* What to work on *
[A] In the Berlin Atonal preview, duplicate everything from "Photography: Camille Blake" down to "new age feel.".
[B] According to the Berlin Atonal preview, what is the name of the festival's Tokyo-based sister event?
[C] Resume the Berlin Atonal preview, writing on from its final sentence.

* Quoted passage *
Be sure also to tune into FACT’s exclusive Berlin Atonal livestreams with Fis & Mohammad Reza Mortasavi, object blue, Hiro Kone and Killer-Oma on August 22 and 23.

Photography: Camille Blake

Pariah
August 24, Main Stage

Appearing on the Main Stage on August 24 (Friday) is Pariah, who made his solo return this year with his debut album for Houndstooth. Unlike the beat-driven sample experiments of records like Safehouses though, Here From Where We Are – which he will prform live – is an ambient album with a decidedly new age feel.

“It’s not often that you see a producer completely change direction successfully – but Pariah’s new record on Houndstooth hit a mark with us and is a consuming and complex work,” Atonal says. “We really hope the material comes alive in the Kraftwerk with a lighting concept that really presses in on the audience.”

Killer-Oma
August 22, Stage Null

While Atonal has a reputation for programming techno and experimental music from Europe and the US, it’s also got a strong connection to Japan, where Atonal holds a Tokyo-based sister event, New Assembly. Last year’s Atonal also hosted several Japanese DJs, one of whom, Killer Bong, returns with a different project.

“Killer-Oma is a one-of-a-kind show that we were lucky enough to host when we organised our New Assembly festival in Tokyo,” Atonal says. “It’s the incredibly unlikely due of Killer Bong – a reclusive bad-boy rapper and Isao Suzukl, the eighty-year-old jazz double-bassist who used to be a member of Art Blakey’s Jazz Messengers in the 1970s.”

Paradox
August 24, Stage Null

Regis’ Downwards label celebrates its 25th anniversary this year, and will be representing at Atonal on August 24 (Friday) with a program that includes British Murder Boys, Samuel Kerridge, Ora Iso and Layne. Atonal’s hot Downwards tip though, is drum and bass veteran and “certified breakbeat addict” Paradox. Atonal tells us to expect “constantly shifting drum patterns” and “MS-DOS energy.”

[Rows from a pointing dataset]
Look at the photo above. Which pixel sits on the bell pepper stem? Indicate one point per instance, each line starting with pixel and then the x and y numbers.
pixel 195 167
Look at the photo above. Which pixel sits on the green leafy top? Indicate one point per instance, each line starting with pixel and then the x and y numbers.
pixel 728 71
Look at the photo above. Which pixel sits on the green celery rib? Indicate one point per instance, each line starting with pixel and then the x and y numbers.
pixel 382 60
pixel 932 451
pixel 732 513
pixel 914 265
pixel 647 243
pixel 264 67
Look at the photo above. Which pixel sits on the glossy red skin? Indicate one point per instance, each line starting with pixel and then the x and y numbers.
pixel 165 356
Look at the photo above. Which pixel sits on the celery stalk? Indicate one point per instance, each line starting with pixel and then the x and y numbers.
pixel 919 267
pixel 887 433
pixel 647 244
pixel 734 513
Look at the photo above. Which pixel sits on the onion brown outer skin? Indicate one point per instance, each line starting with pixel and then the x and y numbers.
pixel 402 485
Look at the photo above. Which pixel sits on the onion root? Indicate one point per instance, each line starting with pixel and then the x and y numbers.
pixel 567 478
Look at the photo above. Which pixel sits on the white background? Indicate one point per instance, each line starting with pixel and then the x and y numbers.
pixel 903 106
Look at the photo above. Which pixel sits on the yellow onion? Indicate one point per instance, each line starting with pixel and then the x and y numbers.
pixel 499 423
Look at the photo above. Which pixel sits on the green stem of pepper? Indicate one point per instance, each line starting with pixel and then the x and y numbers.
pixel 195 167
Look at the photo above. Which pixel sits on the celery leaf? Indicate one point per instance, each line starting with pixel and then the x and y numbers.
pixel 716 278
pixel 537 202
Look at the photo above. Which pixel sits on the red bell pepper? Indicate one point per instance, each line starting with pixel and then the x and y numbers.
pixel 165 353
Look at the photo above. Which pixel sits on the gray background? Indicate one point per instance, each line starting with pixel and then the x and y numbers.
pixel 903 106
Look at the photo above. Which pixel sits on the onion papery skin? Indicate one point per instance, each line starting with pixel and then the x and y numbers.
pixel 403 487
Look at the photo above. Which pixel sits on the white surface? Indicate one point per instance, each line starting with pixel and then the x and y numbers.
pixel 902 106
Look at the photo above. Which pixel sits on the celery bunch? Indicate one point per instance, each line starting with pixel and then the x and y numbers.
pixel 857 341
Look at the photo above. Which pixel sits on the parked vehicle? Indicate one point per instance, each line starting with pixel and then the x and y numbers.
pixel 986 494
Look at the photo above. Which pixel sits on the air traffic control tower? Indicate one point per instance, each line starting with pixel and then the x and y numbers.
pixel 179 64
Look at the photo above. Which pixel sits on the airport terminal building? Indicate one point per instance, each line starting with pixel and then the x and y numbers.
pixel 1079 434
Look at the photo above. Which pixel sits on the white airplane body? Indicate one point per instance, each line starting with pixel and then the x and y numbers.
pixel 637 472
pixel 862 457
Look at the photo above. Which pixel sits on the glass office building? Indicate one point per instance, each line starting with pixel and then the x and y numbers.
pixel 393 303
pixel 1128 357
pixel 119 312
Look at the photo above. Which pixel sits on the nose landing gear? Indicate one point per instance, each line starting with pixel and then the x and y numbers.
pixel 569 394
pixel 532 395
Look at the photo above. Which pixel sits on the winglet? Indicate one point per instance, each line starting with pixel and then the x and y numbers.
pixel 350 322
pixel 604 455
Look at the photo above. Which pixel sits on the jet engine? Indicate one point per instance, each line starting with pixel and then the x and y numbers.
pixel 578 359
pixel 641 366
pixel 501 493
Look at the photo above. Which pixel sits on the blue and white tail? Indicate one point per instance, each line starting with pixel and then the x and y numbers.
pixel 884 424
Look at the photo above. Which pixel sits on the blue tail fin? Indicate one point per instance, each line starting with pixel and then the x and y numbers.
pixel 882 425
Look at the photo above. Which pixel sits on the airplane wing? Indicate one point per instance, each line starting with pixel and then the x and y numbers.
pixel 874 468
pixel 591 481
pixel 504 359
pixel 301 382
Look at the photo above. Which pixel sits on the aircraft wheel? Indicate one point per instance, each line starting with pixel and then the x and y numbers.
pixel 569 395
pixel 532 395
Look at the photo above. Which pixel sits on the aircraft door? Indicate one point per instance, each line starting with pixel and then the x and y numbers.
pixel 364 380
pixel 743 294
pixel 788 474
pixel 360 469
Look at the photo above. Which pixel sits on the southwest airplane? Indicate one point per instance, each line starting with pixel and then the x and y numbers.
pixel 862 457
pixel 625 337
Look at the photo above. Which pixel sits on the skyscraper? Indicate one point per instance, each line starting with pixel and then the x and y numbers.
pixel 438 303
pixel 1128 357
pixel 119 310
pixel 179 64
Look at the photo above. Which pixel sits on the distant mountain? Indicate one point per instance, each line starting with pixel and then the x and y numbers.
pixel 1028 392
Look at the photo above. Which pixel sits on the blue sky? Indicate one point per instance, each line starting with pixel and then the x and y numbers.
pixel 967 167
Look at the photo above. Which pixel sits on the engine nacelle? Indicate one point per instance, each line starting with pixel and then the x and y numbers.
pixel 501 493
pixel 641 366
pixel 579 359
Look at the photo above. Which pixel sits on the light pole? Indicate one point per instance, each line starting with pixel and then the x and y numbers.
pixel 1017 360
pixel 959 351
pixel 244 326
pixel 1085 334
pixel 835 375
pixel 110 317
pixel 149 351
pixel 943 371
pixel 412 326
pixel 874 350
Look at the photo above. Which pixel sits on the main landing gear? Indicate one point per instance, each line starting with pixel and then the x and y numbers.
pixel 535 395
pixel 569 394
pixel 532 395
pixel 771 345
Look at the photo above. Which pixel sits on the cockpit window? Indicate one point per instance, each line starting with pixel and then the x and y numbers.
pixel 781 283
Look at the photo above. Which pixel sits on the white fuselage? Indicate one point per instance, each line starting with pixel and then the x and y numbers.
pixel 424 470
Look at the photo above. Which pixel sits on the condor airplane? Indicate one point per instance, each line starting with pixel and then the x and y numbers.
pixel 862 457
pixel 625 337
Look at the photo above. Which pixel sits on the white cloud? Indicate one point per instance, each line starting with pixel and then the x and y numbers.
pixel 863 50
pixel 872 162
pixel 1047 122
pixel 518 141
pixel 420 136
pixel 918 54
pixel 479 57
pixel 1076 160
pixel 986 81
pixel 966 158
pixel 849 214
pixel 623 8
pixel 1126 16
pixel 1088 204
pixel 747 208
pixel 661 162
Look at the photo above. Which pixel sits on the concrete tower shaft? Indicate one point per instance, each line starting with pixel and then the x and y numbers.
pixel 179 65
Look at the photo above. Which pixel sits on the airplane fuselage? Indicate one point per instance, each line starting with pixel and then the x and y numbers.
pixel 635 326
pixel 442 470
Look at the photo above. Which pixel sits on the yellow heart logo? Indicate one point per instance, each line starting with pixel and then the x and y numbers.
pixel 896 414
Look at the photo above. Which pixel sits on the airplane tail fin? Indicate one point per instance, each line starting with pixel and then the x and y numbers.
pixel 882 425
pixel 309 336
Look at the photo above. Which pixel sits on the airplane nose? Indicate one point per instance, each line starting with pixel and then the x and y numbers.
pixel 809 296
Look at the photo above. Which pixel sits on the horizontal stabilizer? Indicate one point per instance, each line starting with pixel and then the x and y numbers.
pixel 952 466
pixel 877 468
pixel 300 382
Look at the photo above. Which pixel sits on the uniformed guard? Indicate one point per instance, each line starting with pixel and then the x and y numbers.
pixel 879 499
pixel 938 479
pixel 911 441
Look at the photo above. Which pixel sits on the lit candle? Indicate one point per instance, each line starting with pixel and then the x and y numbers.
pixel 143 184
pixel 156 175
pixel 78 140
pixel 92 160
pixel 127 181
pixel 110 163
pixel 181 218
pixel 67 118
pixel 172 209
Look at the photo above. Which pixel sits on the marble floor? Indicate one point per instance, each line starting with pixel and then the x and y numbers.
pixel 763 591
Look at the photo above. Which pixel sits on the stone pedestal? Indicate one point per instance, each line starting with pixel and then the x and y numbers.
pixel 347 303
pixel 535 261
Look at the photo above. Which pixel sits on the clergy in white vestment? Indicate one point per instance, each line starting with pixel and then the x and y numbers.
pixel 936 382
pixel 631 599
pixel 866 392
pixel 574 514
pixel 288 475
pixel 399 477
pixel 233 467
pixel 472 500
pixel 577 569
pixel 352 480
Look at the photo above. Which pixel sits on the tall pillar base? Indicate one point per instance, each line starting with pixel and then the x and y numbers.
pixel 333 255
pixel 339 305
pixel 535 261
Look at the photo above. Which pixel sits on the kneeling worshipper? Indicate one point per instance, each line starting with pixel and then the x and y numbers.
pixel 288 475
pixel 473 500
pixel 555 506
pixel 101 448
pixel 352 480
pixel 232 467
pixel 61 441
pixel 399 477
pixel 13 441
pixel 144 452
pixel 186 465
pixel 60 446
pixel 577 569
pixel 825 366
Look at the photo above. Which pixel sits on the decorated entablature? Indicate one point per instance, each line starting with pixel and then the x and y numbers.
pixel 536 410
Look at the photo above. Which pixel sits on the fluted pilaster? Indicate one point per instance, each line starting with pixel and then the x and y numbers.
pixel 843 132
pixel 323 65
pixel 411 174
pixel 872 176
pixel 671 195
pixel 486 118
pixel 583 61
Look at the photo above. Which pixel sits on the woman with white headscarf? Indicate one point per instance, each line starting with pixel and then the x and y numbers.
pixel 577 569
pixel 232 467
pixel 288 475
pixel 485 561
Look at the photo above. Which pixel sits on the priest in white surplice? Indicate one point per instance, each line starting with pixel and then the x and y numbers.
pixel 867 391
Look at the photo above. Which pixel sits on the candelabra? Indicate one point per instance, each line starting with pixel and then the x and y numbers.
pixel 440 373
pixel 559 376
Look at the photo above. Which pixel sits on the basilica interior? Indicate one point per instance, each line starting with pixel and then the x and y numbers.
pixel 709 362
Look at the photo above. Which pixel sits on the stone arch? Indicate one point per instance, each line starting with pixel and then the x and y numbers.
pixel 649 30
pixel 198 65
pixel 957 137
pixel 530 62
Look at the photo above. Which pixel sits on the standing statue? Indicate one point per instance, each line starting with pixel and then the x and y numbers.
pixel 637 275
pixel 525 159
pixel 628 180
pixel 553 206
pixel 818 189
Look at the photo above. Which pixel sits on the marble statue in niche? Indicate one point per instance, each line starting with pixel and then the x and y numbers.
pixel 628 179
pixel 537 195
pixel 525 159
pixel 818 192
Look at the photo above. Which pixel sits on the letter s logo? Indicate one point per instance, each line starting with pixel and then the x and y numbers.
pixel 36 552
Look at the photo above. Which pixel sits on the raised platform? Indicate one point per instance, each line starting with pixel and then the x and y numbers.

* Per-task answers *
[A]
Photography: Camille Blake

Pariah
August 24, Main Stage

Appearing on the Main Stage on August 24 (Friday) is Pariah, who made his solo return this year with his debut album for Houndstooth. Unlike the beat-driven sample experiments of records like Safehouses though, Here From Where We Are – which he will prform live – is an ambient album with a decidedly new age feel.

[B] New Assembly

[C]
Photography: Camille Blake

Le Syndicat Electronique
August 23, Stage Null

Le Syndicat Electronique, who plays Stage Null on August 23 (Thursday) occupies a similar space on the lineup to In Aeternum Vale in 2014 and Porter Ricks in 2016 – that is, a cult act coaxed out of retirement for a special live show, in part thanks to a forthcoming retrospective on Mannequin Records.

“
We’ve been trying for a few years to host Le Syndicat Electronique – an influential and mysterious project – but always ran into difficulty. When the idea came up again while working on the program with Mannequin’s Alessandro Adriani for his Drift program the stars aligned and he agreed to play.”

Shifted/Broken English Club/Ilpo Väisänen
August 25, Stage Null

Unusual collaborations are frequent occurrences at Atonal – last year it was Powell and Wolfgang Tillmans, in 2015 it was Kangding Ray and Mogwai’s Barry Burns – and this year it’s the trio of D&B-turned-techno favorite Shifted, Oliver Ho’s Broken English Club alias and Pan Sonic’s Ilpo Väisänen.

“We are – unsurprisingly – huge fans of Pan Sonic and we were lucky enough to be able to host Mika Vainio before he passed away all too soon,” Atonal says. “Ilpo is often an underrated component in the duo and we are excited to be able to commission this special performance with him and two of our very favourite dancefloor-focused producers – Shifted and Broken English Club.”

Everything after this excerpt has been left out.